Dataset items
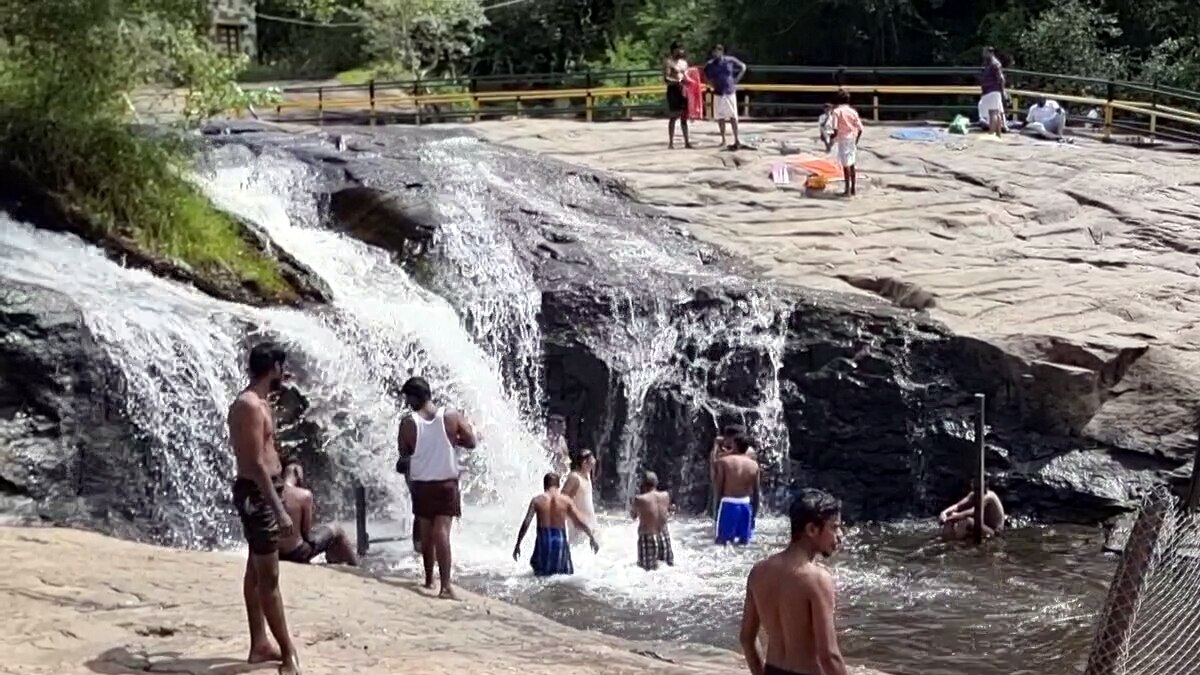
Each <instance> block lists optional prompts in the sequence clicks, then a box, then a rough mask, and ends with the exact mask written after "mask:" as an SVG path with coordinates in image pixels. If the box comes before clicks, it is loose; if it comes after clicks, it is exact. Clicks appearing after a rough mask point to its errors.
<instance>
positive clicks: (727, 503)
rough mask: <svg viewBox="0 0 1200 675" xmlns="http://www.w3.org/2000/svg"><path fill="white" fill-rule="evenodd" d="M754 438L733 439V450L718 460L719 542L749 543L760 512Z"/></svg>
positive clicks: (751, 537) (716, 515)
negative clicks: (754, 454)
mask: <svg viewBox="0 0 1200 675" xmlns="http://www.w3.org/2000/svg"><path fill="white" fill-rule="evenodd" d="M749 450H750V440H749V438H746V437H745V436H737V437H736V438H733V453H731V454H727V455H725V456H722V458H721V459H719V460H716V480H715V484H716V543H718V544H730V543H732V544H749V543H750V539H751V538H752V537H754V526H755V519H756V516H757V515H758V462H757V461H755V460H752V459H750V458H749V456H746V454H748V453H749Z"/></svg>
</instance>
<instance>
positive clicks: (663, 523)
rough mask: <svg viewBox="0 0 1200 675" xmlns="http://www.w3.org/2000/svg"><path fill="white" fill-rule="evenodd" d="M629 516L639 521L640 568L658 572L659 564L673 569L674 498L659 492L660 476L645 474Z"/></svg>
mask: <svg viewBox="0 0 1200 675" xmlns="http://www.w3.org/2000/svg"><path fill="white" fill-rule="evenodd" d="M629 514H630V515H632V516H634V520H636V521H637V566H638V567H641V568H642V569H646V571H650V569H658V568H659V563H660V562H665V563H667V565H668V566H674V551H673V550H671V532H670V531H667V519H670V518H671V495H668V494H667V492H666V491H665V490H659V477H658V474H655V473H654V472H653V471H647V472H646V473H644V474H642V485H641V494H640V495H637V496H636V497H634V498H632V500H631V504H630V508H629Z"/></svg>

About this exercise: What is needed is an exact retyping of every line from the one containing "negative clicks: (754, 454)" through the final line of the entries, and only those lines.

Solution:
negative clicks: (754, 454)
mask: <svg viewBox="0 0 1200 675" xmlns="http://www.w3.org/2000/svg"><path fill="white" fill-rule="evenodd" d="M749 450H750V440H749V438H746V437H745V436H737V437H736V438H733V453H731V454H727V455H725V456H722V458H721V459H719V460H716V480H715V484H716V543H718V544H730V543H732V544H749V543H750V539H751V538H752V537H754V526H755V519H756V516H757V515H758V462H757V461H755V460H752V459H750V458H749V456H746V454H748V453H749Z"/></svg>
</instance>
<instance>
positive clicks: (663, 523)
rough mask: <svg viewBox="0 0 1200 675" xmlns="http://www.w3.org/2000/svg"><path fill="white" fill-rule="evenodd" d="M629 516L639 521L640 568L658 572L659 564L673 569L674 498L659 492L660 476L645 474Z"/></svg>
mask: <svg viewBox="0 0 1200 675" xmlns="http://www.w3.org/2000/svg"><path fill="white" fill-rule="evenodd" d="M629 514H630V515H632V516H634V520H636V521H637V566H638V567H641V568H642V569H646V571H650V569H658V568H659V563H660V562H665V563H667V565H668V566H674V551H673V550H671V532H670V531H667V519H670V518H671V495H668V494H667V492H666V491H665V490H659V477H658V474H655V473H654V472H653V471H647V472H646V473H644V474H642V485H641V494H640V495H637V496H636V497H634V498H632V500H631V504H630V508H629Z"/></svg>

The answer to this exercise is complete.